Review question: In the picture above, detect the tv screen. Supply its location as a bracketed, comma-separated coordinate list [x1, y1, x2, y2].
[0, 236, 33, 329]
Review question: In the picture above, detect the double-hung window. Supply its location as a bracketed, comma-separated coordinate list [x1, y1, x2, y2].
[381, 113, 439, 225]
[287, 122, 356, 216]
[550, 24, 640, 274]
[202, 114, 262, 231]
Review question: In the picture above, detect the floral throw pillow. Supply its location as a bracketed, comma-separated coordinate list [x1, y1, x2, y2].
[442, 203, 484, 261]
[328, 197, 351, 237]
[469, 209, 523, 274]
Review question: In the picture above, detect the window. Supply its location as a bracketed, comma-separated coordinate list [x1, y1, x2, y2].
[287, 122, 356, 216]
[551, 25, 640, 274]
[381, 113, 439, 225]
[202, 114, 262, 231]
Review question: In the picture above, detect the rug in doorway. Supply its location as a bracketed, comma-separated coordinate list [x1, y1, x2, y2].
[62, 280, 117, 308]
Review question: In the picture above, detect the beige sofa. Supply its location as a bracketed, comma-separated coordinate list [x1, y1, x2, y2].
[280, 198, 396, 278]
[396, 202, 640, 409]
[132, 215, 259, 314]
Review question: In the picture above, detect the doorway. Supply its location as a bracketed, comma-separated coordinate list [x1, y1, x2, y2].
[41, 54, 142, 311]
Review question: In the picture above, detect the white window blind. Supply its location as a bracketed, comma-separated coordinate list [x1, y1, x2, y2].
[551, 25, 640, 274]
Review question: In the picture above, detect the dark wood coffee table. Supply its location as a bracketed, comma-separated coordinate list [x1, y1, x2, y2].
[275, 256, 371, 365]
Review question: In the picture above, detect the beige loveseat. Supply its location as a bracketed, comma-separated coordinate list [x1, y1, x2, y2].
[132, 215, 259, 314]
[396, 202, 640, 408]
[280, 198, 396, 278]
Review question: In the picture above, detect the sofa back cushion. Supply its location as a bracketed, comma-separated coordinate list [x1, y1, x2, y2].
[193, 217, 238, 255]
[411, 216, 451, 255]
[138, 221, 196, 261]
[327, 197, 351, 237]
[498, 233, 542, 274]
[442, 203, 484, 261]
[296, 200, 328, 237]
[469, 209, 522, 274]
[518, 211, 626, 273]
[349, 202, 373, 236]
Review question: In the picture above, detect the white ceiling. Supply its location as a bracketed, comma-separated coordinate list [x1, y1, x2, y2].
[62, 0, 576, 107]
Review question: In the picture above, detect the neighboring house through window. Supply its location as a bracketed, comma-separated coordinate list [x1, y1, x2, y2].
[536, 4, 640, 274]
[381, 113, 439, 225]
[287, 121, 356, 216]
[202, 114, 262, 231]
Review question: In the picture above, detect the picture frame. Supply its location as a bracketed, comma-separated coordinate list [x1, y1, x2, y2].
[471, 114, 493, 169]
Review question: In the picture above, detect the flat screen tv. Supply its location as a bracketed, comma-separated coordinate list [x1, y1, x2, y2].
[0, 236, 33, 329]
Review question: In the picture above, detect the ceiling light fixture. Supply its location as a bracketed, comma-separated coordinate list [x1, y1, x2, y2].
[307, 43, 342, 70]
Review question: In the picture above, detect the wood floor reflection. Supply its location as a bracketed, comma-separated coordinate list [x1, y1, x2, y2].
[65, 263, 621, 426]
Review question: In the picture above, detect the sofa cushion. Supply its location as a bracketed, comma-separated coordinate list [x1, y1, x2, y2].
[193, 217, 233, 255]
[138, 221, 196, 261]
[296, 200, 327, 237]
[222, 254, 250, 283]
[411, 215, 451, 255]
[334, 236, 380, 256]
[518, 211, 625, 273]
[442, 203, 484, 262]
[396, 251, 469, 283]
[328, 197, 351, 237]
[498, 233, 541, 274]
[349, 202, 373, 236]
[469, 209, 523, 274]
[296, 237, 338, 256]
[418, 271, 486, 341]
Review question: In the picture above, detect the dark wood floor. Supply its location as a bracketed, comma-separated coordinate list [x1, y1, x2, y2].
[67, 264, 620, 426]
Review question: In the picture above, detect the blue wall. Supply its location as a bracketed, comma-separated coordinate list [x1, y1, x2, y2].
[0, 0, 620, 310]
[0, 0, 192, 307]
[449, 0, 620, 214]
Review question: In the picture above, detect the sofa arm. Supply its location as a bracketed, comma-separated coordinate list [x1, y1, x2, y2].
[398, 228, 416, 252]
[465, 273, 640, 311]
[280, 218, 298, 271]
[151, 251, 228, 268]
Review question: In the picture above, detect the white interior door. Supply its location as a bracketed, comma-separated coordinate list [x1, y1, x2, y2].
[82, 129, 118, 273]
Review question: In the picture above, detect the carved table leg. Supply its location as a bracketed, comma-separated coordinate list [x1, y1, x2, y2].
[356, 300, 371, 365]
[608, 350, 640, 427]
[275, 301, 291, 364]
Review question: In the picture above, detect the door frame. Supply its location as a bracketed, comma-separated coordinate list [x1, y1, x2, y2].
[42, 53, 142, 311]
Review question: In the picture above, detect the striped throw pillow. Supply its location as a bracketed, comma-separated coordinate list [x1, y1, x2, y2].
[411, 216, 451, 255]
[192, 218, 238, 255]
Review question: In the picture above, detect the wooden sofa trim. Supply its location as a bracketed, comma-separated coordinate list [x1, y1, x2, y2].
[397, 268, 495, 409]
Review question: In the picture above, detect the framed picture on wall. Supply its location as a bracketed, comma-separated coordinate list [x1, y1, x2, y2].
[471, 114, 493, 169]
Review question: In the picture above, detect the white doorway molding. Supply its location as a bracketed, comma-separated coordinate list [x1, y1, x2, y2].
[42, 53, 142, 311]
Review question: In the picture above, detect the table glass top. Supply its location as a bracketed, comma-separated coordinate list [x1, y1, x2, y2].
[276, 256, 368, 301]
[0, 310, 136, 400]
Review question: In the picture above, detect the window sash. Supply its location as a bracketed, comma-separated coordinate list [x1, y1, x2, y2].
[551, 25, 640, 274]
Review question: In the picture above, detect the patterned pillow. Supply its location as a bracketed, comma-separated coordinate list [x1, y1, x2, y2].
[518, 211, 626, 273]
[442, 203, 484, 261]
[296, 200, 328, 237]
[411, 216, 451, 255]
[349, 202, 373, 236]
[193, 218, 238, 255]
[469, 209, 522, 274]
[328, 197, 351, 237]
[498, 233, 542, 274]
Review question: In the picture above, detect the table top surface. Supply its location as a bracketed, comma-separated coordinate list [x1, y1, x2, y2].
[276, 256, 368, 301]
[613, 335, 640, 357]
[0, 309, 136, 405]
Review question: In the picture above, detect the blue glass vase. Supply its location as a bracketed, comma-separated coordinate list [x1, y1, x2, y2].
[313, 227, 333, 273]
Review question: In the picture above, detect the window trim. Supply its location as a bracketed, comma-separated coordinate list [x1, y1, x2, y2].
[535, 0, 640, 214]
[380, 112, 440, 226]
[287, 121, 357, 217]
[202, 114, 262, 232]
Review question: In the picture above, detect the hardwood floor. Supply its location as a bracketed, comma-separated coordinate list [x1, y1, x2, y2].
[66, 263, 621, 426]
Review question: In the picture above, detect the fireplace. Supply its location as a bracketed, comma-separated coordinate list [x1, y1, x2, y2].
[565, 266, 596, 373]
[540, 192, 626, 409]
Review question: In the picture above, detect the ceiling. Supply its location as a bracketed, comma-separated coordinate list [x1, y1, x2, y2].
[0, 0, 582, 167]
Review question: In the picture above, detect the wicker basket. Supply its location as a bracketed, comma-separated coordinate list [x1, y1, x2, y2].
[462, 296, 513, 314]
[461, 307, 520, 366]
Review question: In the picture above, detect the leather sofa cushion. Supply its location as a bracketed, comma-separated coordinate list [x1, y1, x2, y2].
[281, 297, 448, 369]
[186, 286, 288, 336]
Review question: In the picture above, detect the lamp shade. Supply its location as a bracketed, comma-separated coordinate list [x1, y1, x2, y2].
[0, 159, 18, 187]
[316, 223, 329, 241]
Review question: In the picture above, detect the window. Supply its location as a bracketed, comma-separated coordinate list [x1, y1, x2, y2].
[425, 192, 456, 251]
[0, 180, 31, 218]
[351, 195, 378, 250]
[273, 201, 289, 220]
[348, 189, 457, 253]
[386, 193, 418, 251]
· · · ·
**Treść polecenia**. Powtórz bez zmian fragment wykazu powyżej, od wiersza zawierającego „Review question: In the picture above, detect the picture” do wiersza zawierającego „[449, 0, 620, 214]”, razem z oboma tymi wierszami.

**Odpowiedź na zadanie**.
Review question: In the picture above, detect the picture frame. Supply its location as a bracketed, comma-separated coordinate list [x1, y1, x2, y2].
[471, 114, 493, 169]
Review question: In the picture above, detect the flat screen tv. Supply its location as a bracketed, comma-separated coordinate list [x1, y1, x2, y2].
[0, 236, 33, 329]
Review question: In the picture above, detect the ceiling light fixture. Supply its location as a bracketed, comma-separated coordinate list [x1, y1, x2, y2].
[307, 43, 342, 70]
Review question: In the picture above, detect the wood floor reflection. Supply its location as a bracketed, comma-separated coordinate list [x1, y1, x2, y2].
[65, 263, 621, 426]
Review question: In the picture above, detect the sofa cushion. Supply its location as a bracketed, comma-separated coordinate list [x1, y1, x2, y2].
[193, 217, 233, 255]
[138, 221, 196, 261]
[296, 200, 327, 237]
[222, 254, 250, 283]
[411, 215, 451, 255]
[334, 236, 380, 256]
[518, 211, 625, 273]
[442, 203, 484, 262]
[396, 251, 469, 283]
[328, 197, 351, 237]
[498, 233, 541, 274]
[349, 202, 373, 236]
[469, 209, 523, 274]
[296, 237, 338, 256]
[418, 271, 486, 341]
Review question: In the picture above, detect the dark wood floor. Supply its location as a bracketed, comma-separated coordinate list [x1, y1, x2, y2].
[67, 264, 620, 426]
Review question: In the picture above, detect the blue wall. Supply its location as a bracketed, comma-separated coordinate list [x1, y1, x2, y2].
[0, 0, 620, 310]
[0, 0, 192, 307]
[449, 0, 620, 214]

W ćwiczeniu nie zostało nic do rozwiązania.